+++ Data to use +++

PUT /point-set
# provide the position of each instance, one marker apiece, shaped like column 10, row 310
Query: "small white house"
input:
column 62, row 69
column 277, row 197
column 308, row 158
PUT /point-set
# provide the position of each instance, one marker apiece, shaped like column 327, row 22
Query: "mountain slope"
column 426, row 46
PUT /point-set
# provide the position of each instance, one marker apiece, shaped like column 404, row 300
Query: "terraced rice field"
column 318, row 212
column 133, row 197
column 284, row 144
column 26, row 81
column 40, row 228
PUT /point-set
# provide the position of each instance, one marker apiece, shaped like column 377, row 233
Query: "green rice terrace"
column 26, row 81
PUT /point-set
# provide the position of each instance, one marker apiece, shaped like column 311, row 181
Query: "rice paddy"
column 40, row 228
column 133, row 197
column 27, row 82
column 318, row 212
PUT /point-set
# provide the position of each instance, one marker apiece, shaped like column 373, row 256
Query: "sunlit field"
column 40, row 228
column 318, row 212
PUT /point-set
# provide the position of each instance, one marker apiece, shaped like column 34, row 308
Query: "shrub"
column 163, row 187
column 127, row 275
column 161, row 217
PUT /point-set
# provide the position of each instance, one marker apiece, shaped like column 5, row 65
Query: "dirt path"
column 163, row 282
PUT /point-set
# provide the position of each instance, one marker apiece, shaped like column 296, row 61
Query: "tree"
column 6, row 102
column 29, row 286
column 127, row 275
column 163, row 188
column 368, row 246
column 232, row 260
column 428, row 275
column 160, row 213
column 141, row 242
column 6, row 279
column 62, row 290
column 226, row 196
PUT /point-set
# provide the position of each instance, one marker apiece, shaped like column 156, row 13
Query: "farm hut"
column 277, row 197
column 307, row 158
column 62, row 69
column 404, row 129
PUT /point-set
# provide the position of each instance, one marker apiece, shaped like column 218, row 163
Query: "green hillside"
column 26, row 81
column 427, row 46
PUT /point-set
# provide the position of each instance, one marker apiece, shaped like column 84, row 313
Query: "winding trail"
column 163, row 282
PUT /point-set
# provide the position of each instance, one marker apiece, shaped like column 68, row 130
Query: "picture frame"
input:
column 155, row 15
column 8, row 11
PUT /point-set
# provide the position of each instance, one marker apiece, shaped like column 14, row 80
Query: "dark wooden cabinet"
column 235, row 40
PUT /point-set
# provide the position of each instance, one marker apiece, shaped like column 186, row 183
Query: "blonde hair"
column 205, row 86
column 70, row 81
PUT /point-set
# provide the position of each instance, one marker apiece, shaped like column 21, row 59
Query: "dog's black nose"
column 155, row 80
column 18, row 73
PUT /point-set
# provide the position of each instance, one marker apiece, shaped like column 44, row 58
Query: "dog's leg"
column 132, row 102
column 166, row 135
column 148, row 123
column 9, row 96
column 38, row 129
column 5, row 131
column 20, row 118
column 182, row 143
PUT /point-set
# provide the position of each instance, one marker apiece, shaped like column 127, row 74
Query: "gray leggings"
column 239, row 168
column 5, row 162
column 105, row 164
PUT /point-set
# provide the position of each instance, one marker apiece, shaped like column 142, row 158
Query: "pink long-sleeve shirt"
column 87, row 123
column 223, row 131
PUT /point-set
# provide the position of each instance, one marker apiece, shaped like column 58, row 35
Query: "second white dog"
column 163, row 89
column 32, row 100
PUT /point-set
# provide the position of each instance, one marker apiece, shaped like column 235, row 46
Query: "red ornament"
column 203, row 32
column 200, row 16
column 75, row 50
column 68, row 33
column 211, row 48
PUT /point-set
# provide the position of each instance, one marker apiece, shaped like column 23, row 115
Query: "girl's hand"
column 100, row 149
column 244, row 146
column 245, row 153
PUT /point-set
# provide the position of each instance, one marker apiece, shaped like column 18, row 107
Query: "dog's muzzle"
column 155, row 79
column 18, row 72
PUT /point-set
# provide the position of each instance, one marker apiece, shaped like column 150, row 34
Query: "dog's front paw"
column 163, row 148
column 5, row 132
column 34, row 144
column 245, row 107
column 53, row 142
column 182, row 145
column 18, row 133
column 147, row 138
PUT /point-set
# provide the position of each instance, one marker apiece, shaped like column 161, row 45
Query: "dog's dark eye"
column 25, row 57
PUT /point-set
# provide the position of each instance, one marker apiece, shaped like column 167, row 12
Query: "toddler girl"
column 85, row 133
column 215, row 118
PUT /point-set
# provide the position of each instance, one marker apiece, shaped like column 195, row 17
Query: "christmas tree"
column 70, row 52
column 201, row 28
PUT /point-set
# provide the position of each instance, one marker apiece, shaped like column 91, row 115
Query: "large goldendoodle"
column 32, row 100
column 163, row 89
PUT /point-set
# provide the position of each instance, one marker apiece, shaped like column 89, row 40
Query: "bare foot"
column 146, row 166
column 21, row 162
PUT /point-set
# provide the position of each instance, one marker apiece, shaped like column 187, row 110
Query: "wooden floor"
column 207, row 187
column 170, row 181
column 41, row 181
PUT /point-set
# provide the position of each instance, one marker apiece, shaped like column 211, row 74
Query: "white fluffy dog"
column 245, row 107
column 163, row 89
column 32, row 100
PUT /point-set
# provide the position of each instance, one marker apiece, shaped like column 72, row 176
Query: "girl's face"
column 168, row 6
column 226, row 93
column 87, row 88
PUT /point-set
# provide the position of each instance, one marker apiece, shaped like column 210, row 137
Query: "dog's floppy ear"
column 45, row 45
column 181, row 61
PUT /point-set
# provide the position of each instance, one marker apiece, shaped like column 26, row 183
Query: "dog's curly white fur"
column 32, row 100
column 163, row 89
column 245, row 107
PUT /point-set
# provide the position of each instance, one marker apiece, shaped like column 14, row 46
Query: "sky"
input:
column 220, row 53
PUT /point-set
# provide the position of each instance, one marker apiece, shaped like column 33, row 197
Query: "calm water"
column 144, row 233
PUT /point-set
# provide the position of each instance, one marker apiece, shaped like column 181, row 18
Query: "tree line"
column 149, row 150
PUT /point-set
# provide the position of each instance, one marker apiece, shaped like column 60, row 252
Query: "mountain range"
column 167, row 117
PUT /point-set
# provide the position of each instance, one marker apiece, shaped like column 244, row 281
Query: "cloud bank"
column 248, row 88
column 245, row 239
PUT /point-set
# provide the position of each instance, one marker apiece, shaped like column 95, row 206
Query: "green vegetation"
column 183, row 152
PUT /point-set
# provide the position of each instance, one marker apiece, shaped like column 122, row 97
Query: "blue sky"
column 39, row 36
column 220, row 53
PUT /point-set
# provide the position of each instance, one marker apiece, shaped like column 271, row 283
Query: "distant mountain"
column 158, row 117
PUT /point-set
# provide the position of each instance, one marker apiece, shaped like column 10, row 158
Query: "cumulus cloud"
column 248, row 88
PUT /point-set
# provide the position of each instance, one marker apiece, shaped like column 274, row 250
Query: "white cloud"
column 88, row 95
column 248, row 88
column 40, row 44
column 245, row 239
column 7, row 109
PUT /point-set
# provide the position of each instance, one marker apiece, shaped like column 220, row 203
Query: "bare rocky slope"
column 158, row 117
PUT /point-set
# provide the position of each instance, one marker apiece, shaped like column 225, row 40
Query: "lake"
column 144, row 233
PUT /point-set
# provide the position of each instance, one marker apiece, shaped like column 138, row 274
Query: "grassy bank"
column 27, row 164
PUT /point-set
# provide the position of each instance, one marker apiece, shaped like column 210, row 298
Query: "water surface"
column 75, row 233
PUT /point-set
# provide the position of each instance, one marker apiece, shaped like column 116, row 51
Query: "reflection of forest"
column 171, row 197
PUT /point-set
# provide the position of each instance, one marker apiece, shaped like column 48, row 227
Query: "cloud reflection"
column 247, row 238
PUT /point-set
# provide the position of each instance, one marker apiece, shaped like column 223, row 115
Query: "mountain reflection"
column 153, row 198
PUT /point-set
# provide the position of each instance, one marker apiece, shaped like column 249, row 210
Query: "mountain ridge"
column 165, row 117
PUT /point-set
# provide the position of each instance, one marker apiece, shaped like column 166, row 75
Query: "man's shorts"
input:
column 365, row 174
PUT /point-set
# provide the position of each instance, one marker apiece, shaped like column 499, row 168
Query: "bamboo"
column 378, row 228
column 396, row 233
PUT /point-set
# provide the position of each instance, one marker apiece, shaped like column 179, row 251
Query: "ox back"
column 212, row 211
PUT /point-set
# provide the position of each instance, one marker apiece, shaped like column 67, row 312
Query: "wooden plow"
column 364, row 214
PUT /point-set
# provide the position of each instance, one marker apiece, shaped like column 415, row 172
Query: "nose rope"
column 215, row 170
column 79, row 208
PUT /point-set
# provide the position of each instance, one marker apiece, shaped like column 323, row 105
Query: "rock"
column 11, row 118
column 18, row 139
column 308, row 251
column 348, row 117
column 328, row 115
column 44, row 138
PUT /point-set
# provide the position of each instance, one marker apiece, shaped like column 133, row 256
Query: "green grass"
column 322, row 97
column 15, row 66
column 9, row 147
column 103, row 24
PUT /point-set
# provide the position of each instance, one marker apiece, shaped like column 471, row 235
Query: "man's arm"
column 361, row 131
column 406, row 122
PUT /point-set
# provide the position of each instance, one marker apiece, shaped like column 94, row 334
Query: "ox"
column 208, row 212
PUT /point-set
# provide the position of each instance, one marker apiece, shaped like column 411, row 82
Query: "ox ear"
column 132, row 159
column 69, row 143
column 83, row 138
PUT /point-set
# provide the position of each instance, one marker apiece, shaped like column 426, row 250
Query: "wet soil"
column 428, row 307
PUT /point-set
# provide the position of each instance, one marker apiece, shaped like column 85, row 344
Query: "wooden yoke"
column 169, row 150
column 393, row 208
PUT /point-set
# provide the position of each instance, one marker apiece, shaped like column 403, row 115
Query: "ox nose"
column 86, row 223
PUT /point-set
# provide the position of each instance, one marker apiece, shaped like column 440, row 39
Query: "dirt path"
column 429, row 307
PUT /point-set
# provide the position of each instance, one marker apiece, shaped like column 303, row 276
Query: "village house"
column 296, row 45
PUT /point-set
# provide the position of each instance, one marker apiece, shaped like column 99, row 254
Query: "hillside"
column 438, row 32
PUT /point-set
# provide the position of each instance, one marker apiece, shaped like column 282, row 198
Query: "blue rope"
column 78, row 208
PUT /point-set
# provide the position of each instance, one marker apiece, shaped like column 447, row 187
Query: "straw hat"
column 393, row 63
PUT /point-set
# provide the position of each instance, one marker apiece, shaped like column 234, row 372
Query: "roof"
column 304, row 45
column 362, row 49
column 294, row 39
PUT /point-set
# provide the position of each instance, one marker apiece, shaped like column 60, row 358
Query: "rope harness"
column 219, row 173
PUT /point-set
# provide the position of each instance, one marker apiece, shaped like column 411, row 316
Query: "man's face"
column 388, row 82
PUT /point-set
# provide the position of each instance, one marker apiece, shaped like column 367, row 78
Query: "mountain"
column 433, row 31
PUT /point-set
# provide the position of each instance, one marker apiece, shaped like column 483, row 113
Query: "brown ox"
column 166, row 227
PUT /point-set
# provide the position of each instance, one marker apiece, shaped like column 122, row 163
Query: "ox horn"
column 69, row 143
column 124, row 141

+++

### Instruction
Please count the lines in the entries above that contain the string "tree", treating uppercase and lowercase as different. Give only the number.

### Problem solution
3